Return, verbatim and in their original order, the lines of the data below, starting at the line that contains "the soccer shoe" and ending at the line that contains "x=247, y=138". Include both of those lines and nothing else.

[START INFORMATION SHOWN]

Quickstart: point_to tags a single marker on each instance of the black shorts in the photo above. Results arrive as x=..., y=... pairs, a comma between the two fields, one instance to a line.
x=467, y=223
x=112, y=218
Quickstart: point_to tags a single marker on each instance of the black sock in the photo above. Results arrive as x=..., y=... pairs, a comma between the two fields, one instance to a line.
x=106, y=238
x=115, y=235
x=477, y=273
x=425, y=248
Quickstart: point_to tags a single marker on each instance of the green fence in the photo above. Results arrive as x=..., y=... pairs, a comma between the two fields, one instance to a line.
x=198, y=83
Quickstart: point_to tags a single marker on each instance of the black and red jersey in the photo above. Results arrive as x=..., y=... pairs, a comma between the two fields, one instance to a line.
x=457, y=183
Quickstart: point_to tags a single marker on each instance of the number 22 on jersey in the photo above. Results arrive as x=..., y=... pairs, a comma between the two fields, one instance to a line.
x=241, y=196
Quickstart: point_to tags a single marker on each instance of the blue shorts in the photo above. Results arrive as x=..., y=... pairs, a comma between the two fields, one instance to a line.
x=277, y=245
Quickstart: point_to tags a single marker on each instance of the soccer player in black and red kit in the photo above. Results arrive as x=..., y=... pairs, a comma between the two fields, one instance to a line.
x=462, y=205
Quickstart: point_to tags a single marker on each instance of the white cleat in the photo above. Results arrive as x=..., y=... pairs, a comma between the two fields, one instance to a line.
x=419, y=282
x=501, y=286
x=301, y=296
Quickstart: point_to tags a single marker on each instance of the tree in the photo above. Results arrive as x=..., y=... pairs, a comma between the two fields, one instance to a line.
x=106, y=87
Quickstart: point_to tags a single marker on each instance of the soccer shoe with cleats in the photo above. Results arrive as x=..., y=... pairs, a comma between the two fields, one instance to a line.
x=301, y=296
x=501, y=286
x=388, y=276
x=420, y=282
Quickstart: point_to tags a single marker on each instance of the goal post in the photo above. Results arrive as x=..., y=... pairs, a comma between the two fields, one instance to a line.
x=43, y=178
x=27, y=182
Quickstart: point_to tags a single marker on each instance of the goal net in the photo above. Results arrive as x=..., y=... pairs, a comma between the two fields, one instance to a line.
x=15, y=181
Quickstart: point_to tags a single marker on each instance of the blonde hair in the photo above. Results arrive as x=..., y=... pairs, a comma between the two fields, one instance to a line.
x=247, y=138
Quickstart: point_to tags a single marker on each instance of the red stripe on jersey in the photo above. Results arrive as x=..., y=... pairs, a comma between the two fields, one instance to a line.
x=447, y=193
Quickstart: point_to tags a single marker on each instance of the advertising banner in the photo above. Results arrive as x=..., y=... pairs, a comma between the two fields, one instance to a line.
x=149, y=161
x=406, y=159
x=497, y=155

[END INFORMATION SHOWN]

--- FINISHED TASK ---
Quickstart: point_to tags a single marker on each instance of the soccer shoe with cleats in the photo above. Results arrive as x=..., y=... pairs, a comma between the two fields, one instance to a line.
x=301, y=296
x=501, y=286
x=388, y=276
x=420, y=282
Quickstart: point_to tags a single marker on each instance of the goal post in the photo above. Results arrive as x=..., y=... pairs, a comma between the two fields, one instance to a line.
x=43, y=178
x=27, y=182
Quickstart: point_to tags a single marker on each instance of the goal net in the photo above. Results arrive as x=..., y=... pairs, a comma between the two fields, one instance to a line.
x=15, y=181
Quickstart: point_to tags a single marker on each instance of the blonde hair in the photo above. Results arrive as x=..., y=... pairs, a comma between the two fields, one instance to a line.
x=247, y=138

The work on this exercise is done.